Task to carry out
List the eight compounds that the malaria abstract below identifies as binding PfGAP50 with promising affinity.

Passage shown
Identification of novel, potent, and selective compounds against malaria using Glideosomal Associated Protein 50 as a drug Target

Abstract

Abstract Phylum apicomplexan consists of parasites like Plasmodium and Toxoplasma. These obligate intracellular parasites enter host cells via an energy-dependent process using a specialized machinery called glideosome. In the present study, we used Plasmodium falciparum GAP 50, a glideosome-associated protein as a target to screen 951 different compounds from diverse chemical libraries. Using different screening methods, eight compounds, Hayatinine, Curine, MMV689758 (Bedaquiline), MMV1634402 (Brilacidin), and MMV688271, MMV782353, MMV642550, and USINB4-124-8 were identified which showed promising binding affinity (KD < 75 µM) along with sub-micromolar range anti-parasitic efficacy and selectivity index for malaria parasite > 100 fold. These eight compounds were effective against the chloroquine-resistant PfINDO and artemisinin-resistant, PfCam 3.1R359T strain. Studies on the effect of these compounds at asexual blood stages showed that these eight compounds act differently at different developmental stages, indicating the binding of these compounds to other Plasmodium proteins besides binding to PfGAP50. We further studied the effect of compounds in vivo P. berghei mouse model of malaria. Importantly, orally delivered Bedaquiline (50 mg/Kg b. wt.) showed substantial suppression of parasitemia, and three out of seven mice were cured of the infection. Thus, our study provides new scaffolds for the development of antimalarials that may act at multiple Plasmodium life cycle stages.

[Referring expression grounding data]
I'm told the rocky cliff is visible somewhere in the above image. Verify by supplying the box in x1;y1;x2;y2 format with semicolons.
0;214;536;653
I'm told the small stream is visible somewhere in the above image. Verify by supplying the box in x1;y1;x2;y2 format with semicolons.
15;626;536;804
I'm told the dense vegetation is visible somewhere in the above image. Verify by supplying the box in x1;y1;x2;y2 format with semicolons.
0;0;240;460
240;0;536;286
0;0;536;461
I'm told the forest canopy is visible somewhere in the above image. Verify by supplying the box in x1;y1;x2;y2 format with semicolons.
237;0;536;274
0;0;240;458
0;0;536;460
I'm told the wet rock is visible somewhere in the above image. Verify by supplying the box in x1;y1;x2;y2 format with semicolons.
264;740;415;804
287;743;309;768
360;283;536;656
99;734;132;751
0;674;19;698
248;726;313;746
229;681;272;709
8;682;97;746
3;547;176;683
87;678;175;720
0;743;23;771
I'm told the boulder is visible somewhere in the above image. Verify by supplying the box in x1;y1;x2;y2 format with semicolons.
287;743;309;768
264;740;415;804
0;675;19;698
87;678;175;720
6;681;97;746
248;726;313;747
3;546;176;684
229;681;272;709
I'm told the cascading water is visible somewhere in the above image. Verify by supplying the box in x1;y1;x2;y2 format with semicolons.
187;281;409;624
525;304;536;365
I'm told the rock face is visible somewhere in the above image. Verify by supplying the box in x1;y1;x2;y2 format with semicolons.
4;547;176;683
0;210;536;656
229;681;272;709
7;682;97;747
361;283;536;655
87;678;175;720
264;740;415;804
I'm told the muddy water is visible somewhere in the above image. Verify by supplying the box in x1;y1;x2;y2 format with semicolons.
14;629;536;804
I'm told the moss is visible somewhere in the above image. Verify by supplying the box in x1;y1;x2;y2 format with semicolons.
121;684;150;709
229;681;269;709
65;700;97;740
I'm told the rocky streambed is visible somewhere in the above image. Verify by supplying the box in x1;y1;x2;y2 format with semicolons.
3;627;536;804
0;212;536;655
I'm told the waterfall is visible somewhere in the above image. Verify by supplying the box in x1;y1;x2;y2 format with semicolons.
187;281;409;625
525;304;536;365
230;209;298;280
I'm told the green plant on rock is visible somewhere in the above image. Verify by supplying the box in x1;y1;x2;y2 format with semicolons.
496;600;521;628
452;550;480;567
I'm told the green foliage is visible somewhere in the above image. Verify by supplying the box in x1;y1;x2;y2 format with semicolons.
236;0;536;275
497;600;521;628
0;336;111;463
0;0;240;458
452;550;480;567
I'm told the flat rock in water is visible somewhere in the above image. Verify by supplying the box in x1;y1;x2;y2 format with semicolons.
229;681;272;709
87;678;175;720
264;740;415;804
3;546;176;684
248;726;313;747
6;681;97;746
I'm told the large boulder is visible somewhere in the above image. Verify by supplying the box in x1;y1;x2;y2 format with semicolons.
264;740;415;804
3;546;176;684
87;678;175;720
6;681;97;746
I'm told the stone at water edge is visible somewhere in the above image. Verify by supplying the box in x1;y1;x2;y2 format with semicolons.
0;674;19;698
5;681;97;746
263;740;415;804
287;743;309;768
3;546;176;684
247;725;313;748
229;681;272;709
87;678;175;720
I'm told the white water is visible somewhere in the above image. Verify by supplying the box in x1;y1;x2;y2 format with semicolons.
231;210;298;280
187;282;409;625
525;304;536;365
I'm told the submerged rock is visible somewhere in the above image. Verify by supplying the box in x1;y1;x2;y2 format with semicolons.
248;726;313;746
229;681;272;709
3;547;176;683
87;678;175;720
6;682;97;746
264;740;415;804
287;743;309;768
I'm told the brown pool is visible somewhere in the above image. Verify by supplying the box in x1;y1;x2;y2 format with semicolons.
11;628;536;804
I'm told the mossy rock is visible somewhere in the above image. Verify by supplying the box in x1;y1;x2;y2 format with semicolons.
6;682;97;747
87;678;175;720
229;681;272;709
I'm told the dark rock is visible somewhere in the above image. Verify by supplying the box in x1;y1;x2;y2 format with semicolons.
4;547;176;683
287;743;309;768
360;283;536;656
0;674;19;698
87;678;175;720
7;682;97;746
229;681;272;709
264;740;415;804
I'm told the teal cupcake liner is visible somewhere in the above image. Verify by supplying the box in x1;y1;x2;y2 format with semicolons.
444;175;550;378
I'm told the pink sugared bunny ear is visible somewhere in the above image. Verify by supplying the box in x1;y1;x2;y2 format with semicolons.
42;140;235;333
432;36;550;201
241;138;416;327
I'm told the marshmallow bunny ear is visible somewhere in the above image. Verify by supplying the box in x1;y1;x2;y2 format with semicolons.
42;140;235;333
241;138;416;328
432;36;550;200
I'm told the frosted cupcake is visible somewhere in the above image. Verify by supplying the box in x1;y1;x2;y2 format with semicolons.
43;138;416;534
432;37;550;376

Task output
Hayatinine, Curine, MMV689758 (Bedaquiline), MMV1634402 (Brilacidin), MMV688271, MMV782353, MMV642550, USINB4-124-8